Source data
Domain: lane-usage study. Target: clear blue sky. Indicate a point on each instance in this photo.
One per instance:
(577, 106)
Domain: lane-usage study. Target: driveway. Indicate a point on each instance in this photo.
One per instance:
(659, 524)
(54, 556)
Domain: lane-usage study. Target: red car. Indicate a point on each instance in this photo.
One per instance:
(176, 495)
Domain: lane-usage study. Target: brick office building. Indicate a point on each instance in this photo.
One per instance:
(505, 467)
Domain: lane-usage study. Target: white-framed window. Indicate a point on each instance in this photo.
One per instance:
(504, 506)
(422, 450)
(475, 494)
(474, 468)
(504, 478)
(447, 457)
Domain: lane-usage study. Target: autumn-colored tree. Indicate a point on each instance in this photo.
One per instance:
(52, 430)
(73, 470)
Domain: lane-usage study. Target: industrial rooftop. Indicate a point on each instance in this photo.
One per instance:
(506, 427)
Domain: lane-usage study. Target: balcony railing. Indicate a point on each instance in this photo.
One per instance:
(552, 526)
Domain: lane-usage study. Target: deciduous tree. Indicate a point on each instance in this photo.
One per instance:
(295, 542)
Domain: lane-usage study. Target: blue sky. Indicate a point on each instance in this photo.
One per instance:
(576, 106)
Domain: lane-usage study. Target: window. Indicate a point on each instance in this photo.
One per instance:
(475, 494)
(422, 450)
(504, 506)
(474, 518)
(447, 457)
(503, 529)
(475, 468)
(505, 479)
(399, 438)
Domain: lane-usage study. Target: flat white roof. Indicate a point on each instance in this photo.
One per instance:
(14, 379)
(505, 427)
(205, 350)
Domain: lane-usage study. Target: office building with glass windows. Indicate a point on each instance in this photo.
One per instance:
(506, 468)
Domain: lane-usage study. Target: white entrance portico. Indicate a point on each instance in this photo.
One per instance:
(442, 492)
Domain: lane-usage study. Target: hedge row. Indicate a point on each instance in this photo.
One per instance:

:: WHAT IS EXPECTED ::
Tally the lines of the records holding the word "white", then state only the tally.

:: TASK RESULT ::
3